▶ _What you need to do_
Repeat precisely the span of lines below that opens with the line containing "positive clicks: (1215, 90)" and closes with the line containing "box: [755, 6, 1513, 249]", both included.

[Stored data]
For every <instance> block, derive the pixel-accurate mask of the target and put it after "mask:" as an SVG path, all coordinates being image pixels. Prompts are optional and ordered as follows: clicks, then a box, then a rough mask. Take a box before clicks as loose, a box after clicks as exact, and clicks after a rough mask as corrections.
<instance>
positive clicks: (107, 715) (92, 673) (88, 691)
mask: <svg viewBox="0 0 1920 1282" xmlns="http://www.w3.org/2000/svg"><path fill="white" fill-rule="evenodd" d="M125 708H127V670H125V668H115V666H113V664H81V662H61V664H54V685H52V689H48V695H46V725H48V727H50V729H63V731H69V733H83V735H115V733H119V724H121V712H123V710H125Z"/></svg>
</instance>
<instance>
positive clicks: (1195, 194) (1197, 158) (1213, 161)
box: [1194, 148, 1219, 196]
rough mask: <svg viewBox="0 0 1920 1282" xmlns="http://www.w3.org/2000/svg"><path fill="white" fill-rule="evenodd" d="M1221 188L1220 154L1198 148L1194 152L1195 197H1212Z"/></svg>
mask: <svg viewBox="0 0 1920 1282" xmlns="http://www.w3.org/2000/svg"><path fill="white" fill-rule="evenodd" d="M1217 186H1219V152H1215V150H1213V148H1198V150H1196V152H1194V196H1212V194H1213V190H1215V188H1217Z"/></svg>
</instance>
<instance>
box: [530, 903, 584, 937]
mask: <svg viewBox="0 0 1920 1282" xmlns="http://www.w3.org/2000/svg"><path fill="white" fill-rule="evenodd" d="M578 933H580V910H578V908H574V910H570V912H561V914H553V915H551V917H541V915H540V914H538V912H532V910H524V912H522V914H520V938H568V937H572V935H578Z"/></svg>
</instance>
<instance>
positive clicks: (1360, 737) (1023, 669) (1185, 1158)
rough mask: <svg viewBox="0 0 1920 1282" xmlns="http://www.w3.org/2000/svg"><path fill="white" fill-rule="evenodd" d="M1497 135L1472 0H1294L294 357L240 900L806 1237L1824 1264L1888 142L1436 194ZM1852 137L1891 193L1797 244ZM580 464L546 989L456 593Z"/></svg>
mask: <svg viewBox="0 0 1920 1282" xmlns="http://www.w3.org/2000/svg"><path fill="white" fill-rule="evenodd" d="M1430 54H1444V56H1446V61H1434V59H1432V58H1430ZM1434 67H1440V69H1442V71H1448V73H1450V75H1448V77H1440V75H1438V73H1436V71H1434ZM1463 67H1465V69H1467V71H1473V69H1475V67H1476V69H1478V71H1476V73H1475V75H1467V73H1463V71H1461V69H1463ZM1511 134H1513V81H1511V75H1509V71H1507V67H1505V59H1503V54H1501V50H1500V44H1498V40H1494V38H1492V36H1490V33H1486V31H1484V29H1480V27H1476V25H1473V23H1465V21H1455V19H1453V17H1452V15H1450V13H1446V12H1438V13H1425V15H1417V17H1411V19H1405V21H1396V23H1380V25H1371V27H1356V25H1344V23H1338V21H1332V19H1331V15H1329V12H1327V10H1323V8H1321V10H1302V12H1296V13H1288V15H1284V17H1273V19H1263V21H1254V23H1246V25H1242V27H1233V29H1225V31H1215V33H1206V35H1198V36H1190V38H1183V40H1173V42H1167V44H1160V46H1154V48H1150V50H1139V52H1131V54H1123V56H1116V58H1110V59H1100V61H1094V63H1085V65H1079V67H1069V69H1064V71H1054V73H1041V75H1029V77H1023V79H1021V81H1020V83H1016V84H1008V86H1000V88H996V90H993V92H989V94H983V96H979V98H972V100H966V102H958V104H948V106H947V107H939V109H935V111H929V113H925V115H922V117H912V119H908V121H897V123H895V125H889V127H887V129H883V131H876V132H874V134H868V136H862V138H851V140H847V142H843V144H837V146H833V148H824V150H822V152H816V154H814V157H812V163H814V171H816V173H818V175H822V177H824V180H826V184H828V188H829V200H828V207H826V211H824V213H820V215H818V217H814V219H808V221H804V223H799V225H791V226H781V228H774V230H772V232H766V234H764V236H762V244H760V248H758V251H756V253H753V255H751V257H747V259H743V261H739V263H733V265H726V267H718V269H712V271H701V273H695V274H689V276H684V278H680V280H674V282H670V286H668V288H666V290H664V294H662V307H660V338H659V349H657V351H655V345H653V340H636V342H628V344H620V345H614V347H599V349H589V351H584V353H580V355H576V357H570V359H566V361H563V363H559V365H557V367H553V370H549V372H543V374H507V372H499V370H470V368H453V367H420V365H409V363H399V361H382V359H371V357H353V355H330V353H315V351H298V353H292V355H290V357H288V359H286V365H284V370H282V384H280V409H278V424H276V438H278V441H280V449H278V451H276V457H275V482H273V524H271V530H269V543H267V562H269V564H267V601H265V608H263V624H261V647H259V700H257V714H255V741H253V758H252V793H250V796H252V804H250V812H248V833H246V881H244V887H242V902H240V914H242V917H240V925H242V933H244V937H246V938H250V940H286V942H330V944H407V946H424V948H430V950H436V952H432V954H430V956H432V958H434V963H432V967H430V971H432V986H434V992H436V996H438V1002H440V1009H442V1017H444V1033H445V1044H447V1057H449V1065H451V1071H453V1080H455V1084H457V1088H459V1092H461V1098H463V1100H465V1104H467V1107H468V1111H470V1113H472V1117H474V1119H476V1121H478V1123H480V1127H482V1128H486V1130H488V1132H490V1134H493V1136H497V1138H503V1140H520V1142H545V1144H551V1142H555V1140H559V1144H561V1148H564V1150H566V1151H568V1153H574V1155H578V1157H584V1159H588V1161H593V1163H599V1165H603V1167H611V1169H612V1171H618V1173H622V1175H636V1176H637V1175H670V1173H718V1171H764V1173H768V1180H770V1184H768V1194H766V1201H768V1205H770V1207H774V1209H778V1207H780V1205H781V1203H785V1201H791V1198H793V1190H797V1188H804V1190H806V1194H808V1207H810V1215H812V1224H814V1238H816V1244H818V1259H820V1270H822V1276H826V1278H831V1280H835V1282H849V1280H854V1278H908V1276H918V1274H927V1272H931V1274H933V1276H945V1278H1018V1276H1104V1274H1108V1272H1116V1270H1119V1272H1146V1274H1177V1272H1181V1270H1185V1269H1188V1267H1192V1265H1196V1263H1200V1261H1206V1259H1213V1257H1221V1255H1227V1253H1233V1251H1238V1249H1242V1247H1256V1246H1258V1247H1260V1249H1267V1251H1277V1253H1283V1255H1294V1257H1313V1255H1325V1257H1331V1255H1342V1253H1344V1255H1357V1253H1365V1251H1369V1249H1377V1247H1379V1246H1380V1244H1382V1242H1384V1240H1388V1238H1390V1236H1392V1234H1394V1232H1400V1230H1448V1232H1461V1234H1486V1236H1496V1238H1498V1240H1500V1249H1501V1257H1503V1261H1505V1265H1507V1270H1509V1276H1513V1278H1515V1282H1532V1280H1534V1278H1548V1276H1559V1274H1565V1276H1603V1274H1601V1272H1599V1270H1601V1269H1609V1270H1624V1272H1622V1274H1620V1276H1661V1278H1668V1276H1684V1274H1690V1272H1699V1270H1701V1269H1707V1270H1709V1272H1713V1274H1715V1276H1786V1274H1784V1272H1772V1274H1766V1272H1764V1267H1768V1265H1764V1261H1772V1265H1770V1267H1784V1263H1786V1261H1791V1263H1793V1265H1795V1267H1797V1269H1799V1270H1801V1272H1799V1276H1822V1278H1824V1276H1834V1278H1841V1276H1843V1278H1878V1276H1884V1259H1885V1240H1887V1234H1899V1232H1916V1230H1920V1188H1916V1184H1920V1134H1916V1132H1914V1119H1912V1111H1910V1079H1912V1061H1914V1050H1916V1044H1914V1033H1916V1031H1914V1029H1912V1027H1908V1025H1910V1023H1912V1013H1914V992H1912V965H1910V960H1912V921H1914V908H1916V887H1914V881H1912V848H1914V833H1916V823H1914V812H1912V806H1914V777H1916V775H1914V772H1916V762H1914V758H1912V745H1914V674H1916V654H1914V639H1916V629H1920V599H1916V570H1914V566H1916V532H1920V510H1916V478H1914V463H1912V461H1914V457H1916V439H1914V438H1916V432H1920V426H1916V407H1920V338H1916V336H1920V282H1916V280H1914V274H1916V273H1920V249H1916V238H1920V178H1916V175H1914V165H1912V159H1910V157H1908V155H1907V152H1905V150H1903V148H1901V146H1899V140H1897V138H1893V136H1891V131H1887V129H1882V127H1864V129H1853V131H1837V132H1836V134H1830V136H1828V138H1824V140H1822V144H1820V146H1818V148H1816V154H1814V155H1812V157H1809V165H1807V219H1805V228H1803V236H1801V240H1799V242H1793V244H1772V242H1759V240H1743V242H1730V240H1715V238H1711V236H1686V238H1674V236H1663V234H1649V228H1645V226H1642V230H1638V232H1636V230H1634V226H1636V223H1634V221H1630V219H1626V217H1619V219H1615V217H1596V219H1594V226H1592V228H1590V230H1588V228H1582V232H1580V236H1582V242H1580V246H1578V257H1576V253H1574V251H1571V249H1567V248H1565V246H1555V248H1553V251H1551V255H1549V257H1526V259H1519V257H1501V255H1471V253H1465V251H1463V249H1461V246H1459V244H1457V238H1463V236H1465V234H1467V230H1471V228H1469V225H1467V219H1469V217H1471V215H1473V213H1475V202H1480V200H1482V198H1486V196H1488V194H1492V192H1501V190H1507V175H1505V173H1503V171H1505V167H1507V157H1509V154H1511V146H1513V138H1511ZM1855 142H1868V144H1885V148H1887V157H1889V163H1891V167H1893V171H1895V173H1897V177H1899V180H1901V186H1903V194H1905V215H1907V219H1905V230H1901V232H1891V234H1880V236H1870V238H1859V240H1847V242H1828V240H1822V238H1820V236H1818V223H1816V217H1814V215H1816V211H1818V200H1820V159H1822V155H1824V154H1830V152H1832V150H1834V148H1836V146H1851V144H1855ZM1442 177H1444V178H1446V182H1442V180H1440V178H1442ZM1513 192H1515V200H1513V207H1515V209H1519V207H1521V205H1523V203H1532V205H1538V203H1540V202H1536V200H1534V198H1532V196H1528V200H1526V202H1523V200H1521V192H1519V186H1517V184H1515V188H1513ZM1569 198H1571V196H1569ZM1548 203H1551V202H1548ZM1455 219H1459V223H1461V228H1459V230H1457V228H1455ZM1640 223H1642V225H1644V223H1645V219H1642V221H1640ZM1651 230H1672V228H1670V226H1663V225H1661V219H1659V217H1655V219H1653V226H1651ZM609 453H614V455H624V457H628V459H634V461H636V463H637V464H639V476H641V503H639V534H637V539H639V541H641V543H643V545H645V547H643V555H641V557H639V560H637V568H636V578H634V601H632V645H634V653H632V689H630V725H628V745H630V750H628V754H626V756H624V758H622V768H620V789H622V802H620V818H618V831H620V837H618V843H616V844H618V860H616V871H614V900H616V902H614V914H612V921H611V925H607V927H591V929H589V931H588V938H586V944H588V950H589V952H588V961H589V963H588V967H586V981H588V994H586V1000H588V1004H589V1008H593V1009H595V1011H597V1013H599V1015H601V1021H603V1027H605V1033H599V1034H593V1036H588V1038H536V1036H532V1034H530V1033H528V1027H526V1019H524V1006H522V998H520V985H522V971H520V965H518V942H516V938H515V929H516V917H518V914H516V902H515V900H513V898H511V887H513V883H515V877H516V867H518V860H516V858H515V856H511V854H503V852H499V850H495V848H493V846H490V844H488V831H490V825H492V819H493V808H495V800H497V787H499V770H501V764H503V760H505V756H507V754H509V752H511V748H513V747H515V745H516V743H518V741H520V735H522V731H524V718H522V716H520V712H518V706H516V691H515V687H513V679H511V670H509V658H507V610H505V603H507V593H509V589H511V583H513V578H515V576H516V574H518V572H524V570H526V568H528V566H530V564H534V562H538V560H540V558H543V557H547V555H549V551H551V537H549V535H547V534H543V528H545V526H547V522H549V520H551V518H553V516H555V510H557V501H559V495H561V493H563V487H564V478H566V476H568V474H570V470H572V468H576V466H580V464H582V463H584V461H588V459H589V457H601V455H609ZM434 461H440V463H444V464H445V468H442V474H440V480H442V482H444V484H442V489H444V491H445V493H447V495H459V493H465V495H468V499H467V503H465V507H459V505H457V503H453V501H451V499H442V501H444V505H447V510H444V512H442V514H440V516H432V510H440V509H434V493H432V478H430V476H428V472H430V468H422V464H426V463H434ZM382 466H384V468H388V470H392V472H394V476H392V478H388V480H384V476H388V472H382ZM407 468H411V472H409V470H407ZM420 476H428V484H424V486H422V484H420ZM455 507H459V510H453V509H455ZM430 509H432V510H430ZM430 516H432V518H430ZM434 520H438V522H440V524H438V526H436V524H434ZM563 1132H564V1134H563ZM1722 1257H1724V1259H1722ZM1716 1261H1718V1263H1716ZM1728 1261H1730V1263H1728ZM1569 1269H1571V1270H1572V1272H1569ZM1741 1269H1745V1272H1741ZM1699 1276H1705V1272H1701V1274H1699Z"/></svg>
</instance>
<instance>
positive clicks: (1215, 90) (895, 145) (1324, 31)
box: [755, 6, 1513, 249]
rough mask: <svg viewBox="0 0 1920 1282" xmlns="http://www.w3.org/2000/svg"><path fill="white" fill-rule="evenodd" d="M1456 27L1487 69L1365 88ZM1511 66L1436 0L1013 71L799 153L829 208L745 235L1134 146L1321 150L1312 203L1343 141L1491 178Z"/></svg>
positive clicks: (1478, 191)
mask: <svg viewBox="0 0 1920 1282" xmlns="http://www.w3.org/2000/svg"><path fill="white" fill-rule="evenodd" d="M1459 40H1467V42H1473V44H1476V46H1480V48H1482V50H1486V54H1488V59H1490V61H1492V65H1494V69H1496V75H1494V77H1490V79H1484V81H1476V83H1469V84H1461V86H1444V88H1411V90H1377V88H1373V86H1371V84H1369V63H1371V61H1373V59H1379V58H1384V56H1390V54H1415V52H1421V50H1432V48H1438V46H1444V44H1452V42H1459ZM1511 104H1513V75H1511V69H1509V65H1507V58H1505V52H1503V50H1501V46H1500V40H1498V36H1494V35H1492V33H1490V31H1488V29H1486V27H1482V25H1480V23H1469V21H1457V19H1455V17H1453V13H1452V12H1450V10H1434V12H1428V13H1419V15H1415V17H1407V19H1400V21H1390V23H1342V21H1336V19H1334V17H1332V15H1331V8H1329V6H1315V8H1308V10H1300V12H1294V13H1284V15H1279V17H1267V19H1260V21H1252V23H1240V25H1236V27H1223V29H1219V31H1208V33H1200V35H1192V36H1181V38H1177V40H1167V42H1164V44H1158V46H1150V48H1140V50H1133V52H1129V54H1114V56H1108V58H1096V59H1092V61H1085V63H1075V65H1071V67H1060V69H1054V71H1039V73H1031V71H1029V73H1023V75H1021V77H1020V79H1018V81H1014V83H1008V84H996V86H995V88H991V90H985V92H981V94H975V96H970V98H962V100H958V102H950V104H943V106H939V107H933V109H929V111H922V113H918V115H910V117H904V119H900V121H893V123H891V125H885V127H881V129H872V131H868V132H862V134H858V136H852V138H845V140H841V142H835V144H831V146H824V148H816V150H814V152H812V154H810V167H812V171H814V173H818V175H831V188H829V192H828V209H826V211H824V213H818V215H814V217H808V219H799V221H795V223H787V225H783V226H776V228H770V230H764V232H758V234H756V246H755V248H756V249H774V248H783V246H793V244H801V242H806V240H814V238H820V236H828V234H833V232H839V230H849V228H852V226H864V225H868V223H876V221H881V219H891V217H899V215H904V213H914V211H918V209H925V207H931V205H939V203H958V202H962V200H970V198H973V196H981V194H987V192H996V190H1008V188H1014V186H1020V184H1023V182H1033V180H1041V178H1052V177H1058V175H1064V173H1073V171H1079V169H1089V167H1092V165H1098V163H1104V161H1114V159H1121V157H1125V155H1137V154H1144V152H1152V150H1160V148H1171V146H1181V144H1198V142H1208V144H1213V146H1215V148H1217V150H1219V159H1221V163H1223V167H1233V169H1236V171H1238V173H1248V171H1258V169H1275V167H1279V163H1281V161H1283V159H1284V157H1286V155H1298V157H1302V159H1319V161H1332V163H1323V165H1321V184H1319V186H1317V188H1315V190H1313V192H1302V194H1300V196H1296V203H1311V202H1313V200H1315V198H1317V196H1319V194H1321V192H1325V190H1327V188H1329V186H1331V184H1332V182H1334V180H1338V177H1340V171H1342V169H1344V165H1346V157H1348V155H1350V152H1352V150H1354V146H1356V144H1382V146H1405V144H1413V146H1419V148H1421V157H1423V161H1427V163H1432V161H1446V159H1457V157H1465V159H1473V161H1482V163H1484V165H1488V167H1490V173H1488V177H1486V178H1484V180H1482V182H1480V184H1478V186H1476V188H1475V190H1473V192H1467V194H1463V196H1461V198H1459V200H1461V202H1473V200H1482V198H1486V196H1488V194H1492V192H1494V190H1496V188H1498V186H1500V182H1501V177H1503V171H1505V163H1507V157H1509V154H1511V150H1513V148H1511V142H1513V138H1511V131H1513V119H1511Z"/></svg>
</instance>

▶ _Response to the task_
positive clicks: (1215, 90) (895, 145) (1324, 31)
box: [755, 6, 1513, 249]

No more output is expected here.